What to do =>
Count the lines in the rows below that contain the word "hand". Give only the number.
____ Input data
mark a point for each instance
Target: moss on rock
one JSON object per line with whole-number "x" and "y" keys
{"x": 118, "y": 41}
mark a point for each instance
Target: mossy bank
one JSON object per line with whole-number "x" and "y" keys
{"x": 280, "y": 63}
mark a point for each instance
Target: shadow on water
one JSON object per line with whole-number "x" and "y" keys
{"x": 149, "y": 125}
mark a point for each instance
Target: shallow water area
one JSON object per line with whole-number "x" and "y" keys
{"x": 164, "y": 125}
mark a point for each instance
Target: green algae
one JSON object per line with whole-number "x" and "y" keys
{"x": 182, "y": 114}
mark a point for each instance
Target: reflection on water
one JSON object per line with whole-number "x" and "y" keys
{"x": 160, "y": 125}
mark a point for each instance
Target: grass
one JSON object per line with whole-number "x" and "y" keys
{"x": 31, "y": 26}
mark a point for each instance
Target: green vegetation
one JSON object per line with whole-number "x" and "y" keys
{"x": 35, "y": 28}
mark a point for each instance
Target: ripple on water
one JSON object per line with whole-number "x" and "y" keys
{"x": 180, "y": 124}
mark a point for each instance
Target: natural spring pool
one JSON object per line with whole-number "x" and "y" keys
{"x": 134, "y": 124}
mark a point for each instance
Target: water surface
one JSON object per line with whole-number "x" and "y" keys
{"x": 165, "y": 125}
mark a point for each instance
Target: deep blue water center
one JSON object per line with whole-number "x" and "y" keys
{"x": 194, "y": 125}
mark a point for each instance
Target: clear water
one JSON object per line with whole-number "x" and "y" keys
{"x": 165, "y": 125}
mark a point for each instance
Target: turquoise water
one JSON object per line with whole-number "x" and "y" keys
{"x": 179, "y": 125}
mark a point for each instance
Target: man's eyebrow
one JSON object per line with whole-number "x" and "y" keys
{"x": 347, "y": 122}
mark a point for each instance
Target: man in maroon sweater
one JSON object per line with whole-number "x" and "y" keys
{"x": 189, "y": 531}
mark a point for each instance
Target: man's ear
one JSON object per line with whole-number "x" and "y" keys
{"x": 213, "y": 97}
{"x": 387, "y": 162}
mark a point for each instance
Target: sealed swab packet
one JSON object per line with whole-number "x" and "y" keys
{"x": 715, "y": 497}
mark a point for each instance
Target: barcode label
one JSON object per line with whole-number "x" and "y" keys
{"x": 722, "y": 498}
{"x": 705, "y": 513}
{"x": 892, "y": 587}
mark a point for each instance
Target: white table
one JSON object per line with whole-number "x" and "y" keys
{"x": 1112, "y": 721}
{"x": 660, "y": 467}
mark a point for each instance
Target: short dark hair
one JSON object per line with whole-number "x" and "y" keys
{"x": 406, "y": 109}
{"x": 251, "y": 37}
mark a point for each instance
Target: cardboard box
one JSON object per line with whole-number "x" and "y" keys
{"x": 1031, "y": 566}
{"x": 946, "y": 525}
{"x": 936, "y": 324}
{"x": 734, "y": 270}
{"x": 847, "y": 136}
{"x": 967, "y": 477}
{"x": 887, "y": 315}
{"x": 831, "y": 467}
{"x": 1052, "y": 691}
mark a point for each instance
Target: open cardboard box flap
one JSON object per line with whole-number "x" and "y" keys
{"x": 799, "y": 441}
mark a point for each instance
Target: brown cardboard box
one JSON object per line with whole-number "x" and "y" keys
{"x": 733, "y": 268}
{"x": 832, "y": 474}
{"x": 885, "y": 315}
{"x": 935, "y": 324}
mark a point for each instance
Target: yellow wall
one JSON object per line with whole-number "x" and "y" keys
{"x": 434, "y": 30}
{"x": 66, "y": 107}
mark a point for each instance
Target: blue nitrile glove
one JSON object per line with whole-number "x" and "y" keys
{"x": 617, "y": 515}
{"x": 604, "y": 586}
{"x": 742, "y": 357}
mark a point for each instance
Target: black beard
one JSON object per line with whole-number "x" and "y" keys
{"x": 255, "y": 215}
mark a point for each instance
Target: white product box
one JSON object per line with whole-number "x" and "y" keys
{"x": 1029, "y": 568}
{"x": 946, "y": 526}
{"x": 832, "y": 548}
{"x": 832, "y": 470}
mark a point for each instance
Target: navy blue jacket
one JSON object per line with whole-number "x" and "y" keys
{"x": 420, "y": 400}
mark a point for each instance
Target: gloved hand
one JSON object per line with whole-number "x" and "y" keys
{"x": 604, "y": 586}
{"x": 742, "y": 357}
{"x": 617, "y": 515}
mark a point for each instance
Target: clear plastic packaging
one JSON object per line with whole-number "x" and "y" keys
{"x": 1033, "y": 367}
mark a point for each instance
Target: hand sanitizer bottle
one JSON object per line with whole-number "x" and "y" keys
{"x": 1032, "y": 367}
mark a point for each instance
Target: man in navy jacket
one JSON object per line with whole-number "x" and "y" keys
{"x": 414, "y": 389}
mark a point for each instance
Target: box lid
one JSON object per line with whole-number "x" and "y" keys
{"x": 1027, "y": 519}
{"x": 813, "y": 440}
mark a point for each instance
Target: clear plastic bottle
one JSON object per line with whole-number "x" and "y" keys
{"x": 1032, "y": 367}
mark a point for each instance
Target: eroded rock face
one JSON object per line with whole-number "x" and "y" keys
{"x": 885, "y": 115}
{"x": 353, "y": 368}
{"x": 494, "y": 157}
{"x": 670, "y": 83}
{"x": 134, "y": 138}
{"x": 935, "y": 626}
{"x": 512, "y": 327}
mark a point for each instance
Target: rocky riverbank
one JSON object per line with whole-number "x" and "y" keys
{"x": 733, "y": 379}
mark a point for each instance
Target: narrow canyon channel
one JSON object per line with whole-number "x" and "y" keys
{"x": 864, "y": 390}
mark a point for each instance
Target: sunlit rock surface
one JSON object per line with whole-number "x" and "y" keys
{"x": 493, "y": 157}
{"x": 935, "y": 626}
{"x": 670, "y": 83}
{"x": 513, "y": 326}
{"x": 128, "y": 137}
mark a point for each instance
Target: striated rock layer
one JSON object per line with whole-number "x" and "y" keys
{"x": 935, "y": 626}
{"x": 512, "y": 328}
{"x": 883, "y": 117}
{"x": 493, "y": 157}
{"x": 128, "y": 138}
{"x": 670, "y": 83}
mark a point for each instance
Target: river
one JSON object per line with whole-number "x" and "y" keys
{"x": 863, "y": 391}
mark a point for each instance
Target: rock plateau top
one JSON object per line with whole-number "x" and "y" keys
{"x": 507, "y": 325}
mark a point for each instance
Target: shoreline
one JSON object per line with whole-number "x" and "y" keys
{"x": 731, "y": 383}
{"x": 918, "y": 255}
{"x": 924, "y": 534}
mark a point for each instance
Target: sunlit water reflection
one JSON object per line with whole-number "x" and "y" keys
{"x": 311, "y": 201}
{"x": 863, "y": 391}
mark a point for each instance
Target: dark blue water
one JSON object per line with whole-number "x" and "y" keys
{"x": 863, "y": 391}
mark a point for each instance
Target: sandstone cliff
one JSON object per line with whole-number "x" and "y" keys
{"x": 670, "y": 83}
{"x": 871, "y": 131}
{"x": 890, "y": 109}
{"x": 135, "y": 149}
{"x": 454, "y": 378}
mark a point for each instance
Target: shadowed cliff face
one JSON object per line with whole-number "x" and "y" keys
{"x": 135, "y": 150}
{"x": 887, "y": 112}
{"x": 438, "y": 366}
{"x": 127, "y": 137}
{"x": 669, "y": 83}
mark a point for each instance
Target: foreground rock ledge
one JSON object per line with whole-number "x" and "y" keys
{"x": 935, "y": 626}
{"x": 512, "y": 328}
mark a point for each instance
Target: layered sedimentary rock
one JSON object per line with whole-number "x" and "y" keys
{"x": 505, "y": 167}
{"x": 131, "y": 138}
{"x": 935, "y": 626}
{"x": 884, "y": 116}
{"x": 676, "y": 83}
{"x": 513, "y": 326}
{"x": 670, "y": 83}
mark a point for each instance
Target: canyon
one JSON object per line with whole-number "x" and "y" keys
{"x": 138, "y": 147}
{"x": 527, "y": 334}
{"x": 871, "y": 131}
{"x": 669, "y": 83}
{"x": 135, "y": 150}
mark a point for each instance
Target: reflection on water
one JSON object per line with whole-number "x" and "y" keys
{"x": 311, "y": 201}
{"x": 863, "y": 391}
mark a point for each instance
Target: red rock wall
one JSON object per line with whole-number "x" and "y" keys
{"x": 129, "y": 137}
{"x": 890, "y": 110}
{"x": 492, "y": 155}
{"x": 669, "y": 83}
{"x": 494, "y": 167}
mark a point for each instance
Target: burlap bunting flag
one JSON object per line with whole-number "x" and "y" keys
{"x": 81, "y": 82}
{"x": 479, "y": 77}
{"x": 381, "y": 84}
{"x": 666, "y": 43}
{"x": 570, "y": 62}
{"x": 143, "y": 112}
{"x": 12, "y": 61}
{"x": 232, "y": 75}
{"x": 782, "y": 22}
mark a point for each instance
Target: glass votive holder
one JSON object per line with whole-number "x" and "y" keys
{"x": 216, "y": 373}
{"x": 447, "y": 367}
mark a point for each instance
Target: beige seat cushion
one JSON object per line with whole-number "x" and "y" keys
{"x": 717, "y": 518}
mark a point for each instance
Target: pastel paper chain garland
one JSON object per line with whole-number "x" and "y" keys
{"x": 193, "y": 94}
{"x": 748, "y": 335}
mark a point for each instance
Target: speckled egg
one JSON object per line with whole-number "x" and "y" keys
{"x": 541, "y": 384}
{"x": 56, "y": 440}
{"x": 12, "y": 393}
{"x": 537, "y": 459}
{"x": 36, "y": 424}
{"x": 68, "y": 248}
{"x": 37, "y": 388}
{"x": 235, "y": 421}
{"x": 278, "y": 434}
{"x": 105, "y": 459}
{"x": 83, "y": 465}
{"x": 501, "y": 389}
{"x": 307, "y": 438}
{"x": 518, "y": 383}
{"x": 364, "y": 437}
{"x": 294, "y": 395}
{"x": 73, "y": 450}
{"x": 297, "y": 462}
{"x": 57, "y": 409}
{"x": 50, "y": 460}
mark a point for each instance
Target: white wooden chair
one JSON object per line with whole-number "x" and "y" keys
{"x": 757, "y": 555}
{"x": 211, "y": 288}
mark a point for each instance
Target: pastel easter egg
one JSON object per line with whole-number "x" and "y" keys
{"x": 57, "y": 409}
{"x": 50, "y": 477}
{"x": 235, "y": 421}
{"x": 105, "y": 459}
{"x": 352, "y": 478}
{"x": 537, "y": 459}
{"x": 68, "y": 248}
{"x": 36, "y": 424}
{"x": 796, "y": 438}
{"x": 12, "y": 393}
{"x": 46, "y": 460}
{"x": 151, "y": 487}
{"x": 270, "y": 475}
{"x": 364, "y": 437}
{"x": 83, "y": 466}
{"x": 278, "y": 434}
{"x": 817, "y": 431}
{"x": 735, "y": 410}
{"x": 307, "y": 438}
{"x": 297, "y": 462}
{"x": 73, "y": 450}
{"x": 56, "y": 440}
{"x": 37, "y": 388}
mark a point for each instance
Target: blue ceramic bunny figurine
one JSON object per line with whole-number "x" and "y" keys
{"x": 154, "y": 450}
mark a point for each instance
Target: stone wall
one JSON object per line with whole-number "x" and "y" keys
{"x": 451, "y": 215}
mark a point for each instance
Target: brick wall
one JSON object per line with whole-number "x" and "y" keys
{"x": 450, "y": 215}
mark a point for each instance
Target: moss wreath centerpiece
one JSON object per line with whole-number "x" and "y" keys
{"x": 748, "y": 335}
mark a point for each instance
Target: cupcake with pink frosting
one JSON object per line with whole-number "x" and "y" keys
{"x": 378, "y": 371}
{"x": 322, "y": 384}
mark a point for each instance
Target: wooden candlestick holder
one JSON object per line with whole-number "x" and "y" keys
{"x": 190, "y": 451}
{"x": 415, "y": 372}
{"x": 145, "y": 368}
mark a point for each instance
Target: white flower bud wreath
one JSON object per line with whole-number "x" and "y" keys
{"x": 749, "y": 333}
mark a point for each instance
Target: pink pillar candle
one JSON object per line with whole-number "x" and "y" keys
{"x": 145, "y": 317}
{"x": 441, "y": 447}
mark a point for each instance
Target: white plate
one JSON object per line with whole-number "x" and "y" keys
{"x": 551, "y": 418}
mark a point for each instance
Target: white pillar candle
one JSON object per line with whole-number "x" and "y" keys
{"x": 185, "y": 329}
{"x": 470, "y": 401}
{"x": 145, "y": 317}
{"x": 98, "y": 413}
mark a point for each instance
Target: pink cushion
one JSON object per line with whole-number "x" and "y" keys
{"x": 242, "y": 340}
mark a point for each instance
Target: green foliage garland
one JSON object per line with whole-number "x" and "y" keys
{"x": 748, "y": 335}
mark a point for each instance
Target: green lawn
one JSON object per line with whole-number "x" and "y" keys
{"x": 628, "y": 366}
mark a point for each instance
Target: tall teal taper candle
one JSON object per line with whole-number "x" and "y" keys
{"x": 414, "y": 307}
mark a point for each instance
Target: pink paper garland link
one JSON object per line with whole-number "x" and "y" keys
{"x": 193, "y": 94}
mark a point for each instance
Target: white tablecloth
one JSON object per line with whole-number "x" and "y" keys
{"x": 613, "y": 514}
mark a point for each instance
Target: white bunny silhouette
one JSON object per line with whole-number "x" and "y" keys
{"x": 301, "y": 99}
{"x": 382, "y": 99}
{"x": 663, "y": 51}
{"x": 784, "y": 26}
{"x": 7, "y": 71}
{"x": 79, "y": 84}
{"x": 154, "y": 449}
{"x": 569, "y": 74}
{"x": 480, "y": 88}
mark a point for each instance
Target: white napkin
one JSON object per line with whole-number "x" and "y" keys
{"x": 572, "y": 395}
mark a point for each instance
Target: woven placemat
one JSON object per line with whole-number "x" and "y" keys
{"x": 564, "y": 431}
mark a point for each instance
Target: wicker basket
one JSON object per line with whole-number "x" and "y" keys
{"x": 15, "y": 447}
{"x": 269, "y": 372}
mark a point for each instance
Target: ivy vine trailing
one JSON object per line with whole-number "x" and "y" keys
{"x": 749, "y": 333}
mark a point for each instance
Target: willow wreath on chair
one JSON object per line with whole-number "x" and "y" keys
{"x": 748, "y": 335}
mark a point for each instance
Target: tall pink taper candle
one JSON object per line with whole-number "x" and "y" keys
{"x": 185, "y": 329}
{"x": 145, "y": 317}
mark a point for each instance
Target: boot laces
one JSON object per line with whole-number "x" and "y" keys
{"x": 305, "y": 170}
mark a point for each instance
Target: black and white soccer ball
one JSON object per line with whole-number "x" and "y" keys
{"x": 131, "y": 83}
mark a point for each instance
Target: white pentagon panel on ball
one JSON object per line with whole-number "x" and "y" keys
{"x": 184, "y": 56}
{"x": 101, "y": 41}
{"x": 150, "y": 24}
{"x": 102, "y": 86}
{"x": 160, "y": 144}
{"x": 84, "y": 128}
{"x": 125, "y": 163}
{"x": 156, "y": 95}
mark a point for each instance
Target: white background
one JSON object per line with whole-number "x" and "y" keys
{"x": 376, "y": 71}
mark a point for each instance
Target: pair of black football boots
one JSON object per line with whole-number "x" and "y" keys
________
Task answer =>
2